--- Given exercise ---
Reproduce the entries below verbatim, without altering a single character.

(A data block)
───

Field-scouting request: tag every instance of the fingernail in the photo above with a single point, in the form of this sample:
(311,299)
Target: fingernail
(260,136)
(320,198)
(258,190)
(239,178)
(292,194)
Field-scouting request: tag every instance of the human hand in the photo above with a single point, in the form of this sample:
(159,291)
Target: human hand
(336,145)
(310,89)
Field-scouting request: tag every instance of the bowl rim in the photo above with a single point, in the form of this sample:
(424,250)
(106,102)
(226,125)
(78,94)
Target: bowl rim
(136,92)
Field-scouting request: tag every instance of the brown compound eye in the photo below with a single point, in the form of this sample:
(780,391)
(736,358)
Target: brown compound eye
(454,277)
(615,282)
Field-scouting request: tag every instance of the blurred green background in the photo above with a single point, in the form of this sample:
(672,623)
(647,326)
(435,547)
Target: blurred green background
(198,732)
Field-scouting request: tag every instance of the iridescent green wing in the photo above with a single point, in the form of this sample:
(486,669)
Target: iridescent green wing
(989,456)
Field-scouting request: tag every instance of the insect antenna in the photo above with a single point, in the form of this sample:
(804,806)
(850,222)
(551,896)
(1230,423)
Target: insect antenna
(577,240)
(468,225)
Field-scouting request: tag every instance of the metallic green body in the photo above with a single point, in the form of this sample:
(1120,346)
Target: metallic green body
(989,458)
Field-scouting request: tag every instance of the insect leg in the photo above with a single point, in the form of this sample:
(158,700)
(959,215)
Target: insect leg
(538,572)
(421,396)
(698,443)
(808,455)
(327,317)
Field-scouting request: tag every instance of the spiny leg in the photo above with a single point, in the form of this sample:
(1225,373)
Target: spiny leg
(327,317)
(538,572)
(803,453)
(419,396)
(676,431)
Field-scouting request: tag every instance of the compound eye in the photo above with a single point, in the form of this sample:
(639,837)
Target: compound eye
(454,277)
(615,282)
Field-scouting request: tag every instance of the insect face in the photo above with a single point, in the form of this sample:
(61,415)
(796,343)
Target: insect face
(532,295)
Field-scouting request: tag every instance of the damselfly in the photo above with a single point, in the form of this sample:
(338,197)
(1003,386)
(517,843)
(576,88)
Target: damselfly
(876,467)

───

--- Finished exercise ---
Field-scouting request: tag every instance of the fingernail in the photo above with a single point, in the form of this sample:
(311,299)
Target: fingernail
(260,136)
(320,198)
(258,190)
(239,178)
(292,194)
Field-scouting request: tag every instance of the human hand in the photo above with a single point, in the form of this sample:
(159,291)
Target: human hand
(336,145)
(310,89)
Field-scouting request: tag every instance of the bowl rim in the photo above with a single point, in the form of this sample:
(424,250)
(106,102)
(226,125)
(78,94)
Target: bowl rim
(136,92)
Field-scouting request: tag every instance of the brown compound eye in the photo below with a single point, in the form of this sample:
(780,391)
(736,358)
Target: brown compound eye
(454,277)
(615,282)
Field-scouting request: tag every instance of the blurred green background in the photo above with a single point, in the form of this sample:
(672,623)
(647,326)
(435,547)
Target: blurred green background
(198,732)
Field-scouting request: tag every instance of the iridescent green wing in the photo above with a single point, in the form of this sample:
(486,669)
Target: iridescent green wing
(989,456)
Field-scouting request: tag every instance of the insect antenna in the photo above with a single point, in the form of this sample:
(804,806)
(850,222)
(551,896)
(1230,423)
Target: insect antenna
(577,240)
(468,225)
Field-scouting request: tag every instance of the metallic green body in the photo above with a single point, in the form of this sample:
(1120,346)
Target: metallic green body
(989,458)
Field-scouting request: tag every instance of the insect leg in the photo above with a single point, in the form of this sample:
(158,700)
(959,215)
Target: insect leg
(538,572)
(421,396)
(698,443)
(808,455)
(327,317)
Field-scouting request: tag every instance of the spiny leg in the photo above with a single point, in the form of this sample:
(1225,373)
Target: spiny leg
(327,317)
(538,572)
(803,453)
(419,396)
(676,431)
Field-scouting request: tag every instance of the compound eye in the photo above with a single point, in the form of this sample:
(639,837)
Target: compound eye
(454,277)
(615,282)
Field-scouting request: tag every instance of the insect face in the photo above with a single point, in the form of this sample:
(61,415)
(796,343)
Target: insect face
(532,295)
Field-scouting request: tag every instance of the damselfly in the photo above with a single point, in the form of this sample:
(338,197)
(1003,386)
(517,843)
(576,88)
Target: damselfly
(876,467)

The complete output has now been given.